## TO DO
With the pictures left out, output the records below exactly.

----

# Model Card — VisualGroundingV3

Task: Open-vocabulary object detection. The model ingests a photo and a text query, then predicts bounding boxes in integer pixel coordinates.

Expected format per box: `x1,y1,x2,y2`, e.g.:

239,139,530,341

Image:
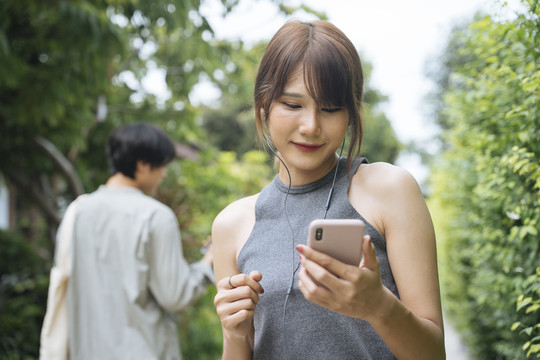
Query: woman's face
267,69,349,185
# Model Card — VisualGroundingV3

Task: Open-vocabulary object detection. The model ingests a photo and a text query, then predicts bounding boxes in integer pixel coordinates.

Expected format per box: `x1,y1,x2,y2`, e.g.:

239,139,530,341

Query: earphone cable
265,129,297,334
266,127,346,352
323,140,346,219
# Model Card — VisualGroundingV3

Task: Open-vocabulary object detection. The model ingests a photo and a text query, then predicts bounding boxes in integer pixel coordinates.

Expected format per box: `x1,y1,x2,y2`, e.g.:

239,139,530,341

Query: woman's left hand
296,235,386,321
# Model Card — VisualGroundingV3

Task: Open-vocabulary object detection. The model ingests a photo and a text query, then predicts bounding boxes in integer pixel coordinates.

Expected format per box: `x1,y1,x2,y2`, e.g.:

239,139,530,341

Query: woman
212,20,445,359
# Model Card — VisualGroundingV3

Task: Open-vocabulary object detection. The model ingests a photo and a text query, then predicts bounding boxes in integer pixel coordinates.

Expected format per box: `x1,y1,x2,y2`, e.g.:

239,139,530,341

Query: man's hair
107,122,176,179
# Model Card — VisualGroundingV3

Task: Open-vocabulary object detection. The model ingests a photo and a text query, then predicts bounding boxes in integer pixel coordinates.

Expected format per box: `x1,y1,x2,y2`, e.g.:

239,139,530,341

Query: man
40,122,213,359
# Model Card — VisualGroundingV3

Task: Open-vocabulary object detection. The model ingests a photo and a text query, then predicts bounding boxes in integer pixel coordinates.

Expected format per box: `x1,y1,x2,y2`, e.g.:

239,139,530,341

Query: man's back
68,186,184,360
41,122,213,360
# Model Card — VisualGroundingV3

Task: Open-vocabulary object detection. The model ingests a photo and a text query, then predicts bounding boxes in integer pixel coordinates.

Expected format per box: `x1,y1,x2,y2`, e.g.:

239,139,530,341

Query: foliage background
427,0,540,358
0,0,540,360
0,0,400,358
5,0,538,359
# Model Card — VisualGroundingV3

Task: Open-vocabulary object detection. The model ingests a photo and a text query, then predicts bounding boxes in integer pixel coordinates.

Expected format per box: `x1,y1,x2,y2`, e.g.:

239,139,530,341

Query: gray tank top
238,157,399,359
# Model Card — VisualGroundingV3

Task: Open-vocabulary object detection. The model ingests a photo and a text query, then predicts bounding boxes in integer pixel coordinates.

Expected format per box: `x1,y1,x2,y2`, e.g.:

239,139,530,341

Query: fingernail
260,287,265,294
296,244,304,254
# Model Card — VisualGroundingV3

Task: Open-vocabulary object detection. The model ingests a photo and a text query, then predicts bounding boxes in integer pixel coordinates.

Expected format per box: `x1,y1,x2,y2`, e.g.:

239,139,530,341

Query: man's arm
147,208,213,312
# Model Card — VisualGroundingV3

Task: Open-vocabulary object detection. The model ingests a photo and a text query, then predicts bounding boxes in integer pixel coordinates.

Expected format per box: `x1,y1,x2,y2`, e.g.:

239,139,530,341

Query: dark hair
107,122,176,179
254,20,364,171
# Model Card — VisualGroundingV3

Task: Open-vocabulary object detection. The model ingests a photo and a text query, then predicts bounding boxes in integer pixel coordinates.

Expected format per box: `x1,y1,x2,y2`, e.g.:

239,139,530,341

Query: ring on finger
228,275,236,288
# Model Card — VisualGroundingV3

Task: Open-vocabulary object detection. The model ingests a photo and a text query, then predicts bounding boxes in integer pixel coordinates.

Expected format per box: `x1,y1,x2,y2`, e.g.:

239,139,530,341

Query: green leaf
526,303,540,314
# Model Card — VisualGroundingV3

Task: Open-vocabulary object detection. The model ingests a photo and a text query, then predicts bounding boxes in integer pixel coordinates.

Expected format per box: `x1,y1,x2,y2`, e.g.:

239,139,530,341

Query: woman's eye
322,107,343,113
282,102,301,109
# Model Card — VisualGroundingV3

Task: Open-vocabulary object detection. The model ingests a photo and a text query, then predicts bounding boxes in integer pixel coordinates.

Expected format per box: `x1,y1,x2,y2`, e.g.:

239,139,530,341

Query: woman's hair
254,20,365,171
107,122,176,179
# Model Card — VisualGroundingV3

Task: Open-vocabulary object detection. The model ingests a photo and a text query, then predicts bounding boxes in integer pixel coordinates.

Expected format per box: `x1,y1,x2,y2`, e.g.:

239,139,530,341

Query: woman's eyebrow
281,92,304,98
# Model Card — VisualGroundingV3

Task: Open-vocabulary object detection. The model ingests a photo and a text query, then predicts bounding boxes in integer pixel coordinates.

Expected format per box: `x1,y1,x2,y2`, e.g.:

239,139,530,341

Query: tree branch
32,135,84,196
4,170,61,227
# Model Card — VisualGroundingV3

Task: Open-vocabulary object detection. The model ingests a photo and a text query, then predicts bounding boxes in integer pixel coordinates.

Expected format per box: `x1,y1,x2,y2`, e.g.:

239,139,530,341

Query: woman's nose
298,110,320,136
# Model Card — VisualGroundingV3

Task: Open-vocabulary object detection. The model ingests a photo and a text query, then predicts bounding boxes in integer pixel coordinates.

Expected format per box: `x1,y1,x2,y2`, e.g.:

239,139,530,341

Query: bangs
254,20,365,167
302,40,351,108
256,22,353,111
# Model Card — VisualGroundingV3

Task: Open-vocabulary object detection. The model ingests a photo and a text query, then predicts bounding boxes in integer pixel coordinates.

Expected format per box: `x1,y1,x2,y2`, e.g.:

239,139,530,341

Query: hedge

----

## TASK OUTPUT
# Model Card — VisualGroundingV3

Task: Open-vocabulary object detection. The model ingests a photo and a text query, then predicts bounding boxes in integer pixel coordinates.

Expected format per box: `x1,y1,x2,y2`, e.g.:

239,139,530,341

Image:
Query: woman's face
267,69,349,185
# Model Card — VisualGroundingV3

Task: Open-vocabulary object detection. The model ingests a photo and a text query, then predicts bounding boxes in integer pixel coordinates.

Expected format per box: `x1,y1,x2,y2`, e.g.:

239,139,530,341

Query: earphone cable
265,129,297,334
266,127,346,352
323,140,346,219
# Model Card — VisualGroundingV3

Task: Open-vocabulary object detection. The model ingests a photo and a text query, then predicts bounding boxes in integer pixel coordinates.

Expected format per box: `x1,y1,x2,y2`, e.g.:

239,139,530,341

Query: woman's left hand
296,235,386,321
# Model Card — VisualGroundingV3

Task: Open-vocabulary object detection. The model ingests a photo and a text query, then predicts bounding boxes in integer pixel coordinates.

Expected format per box: `x1,y1,x2,y2`, e.g.:

239,139,530,341

Query: woman
212,20,445,359
# Model Card — VisualGroundingV3

Task: Open-vocabulary object detection. The model ingests a photo and a text query, then predicts bounding boxes in integer pixel coordinates.

Expected format per box: `x1,y1,x2,y2`, e.g.:

239,139,530,341

Query: man's hair
107,122,176,179
# Model Card — VisualGroundingV3

Task: Open-vocabulary object detection. The model ingests a photo and a text query, then predicts bounding boxes in integer pixel coordinates.

Expected format per box: `x1,y1,x2,y2`, e.g.:

239,139,530,341

Query: man
40,122,213,359
# Model Card — VisualGroundingV3

Task: Open-vocabulary object detection. The model ingests a photo and a text query, then predicts bounding boxes in integer pixel coordinates.

Expected format per box: `x1,y1,x2,y2`, e.g.:

239,139,530,341

Query: man's back
68,186,184,360
41,122,213,360
# Model Card — VisualGroundingV3

Task: Open-vocabulary object detection. The model ingests a photo and a text query, then predicts bounding boxes in integer pixel coordinates.

Expected format per box: `x1,y1,x2,y2`, e.g.:

239,139,530,341

Query: foliage background
427,0,540,358
0,0,540,360
0,0,400,358
5,0,538,359
# Model Card — VisualGroundingV3

Task: Open-vocabulary object detection. The model ingests a photo and a text query, then predicts bounding boxes in integer pixel coordinates.

Expected format per box: `x1,y1,x2,y2`, e.g.:

239,139,530,341

Query: gray tank top
238,157,399,359
# Model Card — VisualGroundingV3

Task: Open-vocabulary object detection. The model ingests a photo and a text query, then predicts bounding boxes in integer pixel coordinates.

Expected format per box: `x1,y1,x2,y2`, e.g.:

239,139,530,341

Query: fingernail
260,287,265,294
296,244,304,254
# Model Card — VisualGroundingV3

Task: Open-vocabulary object detection. The model ingests a photo and a text query, then predicts bounding boxes in integer pixel coordinates.

Expected format per box: `x1,y1,x2,y2`, e.g.:

239,139,530,341

Query: man's arm
147,208,213,312
# Model Card — VisualGroundingV3

Task: Open-vocabulary object detection. The model ingests a photo and a text query, then predicts bounding boxes in integer pixel coordinates.

Expected format per box: `x1,y1,x2,y2`, e.g.:

239,139,530,341

Query: dark hair
107,122,176,179
254,20,364,171
# Model Card — VisualGroundingV3

Task: Open-vocabulary object detection. The model ingests a photo and a text query, then predicts bounding boxes in integer pixel coordinates.

Expected format per box: `x1,y1,x2,y2`, e.g.:

239,139,530,341

Query: ring on finger
228,275,236,288
# Model Card — VisualGroundingV3

Task: Open-vocabulary object detection. The model ingests a photo and a text query, then predicts bounding boxes in integer pixel coordinates.

Expected format per box: `x1,y1,x2,y2`, e.g.:

239,139,530,341

Query: green leaf
526,303,540,314
# Model Card — VisualGroundingV3

Task: Open-vocabulary object detection. The model ingests a photo and a text query, then predicts bounding boxes in integer pixel coordinates.

Expected format per box: `x1,y1,x2,y2`, e.g.:

239,139,530,341

Query: woman's eye
322,107,343,113
282,102,301,109
# Model Card — VisualGroundingV3

Task: Open-vocabulary object detection. The model ingests a photo and a text query, then predicts bounding boxes in integer pixel coordinates.

Expected format per box: `x1,y1,x2,y2`, e.g.:

239,139,530,341

Query: woman's hair
254,20,365,171
107,122,176,179
# Model Card — VisualGroundingV3

Task: Open-vocabulary object detection. The model ingests a photo and a text query, then predicts bounding boxes in integer pixel coordinates.

Expected format per box: `x1,y1,x2,y2`, e.g.:

239,139,530,341

Query: woman's eyebrow
281,92,304,98
# Model Card — VisualGroundingV3

Task: Open-vocabulary object detection. The model ingests a photo and a text query, then predicts bounding boxes in integer pixel coordinates.

Expected format per box: `x1,y1,x2,y2`, e.g.:

239,139,530,341

Query: tree branch
32,135,84,196
4,170,61,227
# Model Card — VisualGroundingV3

Task: Open-vocabulary object detection. The model ingests a photo and a text query, then predicts bounding boxes in integer pixel coordinates.

Expected format per box: `x1,y1,x2,y2`, e.g.:

239,139,530,341

Query: woman's nose
298,110,320,136
# Model Card — VisualGroundingV3

Task: Open-vocabulary object detection. The model ingests a photo and a text query, then predicts bounding boxes in integer pixel coordinates.

Expected format per box: `x1,y1,x2,y2`, e.g.:

239,139,530,341

Query: bangs
254,20,365,167
302,40,351,108
256,22,353,111
# Model Card — VisualGroundingV3

Task: Open-vocabulary object detection. The model ingests a photo and a text query, then predicts bounding boxes in integer pixel coordinates.

Expected format per box: `x1,y1,x2,y2`, e.g.:

239,139,530,341

Query: hedge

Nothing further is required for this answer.